WHAT IS NEEDED:
Every record must be written out once more, with nothing added or omitted.

SUPPLIED DATA:

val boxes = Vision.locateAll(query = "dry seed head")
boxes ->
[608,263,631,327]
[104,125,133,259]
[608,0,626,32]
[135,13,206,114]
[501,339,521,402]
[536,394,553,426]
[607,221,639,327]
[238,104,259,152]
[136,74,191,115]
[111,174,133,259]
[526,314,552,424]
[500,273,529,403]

WRITTEN RESPONSE:
val boxes = Vision.locateAll(query = "dry seed head")
boxes ->
[608,263,631,327]
[104,125,133,259]
[608,0,626,32]
[135,13,206,114]
[501,339,521,402]
[536,394,553,426]
[607,221,639,327]
[238,104,259,152]
[136,74,191,115]
[111,174,133,259]
[526,314,552,424]
[500,273,529,403]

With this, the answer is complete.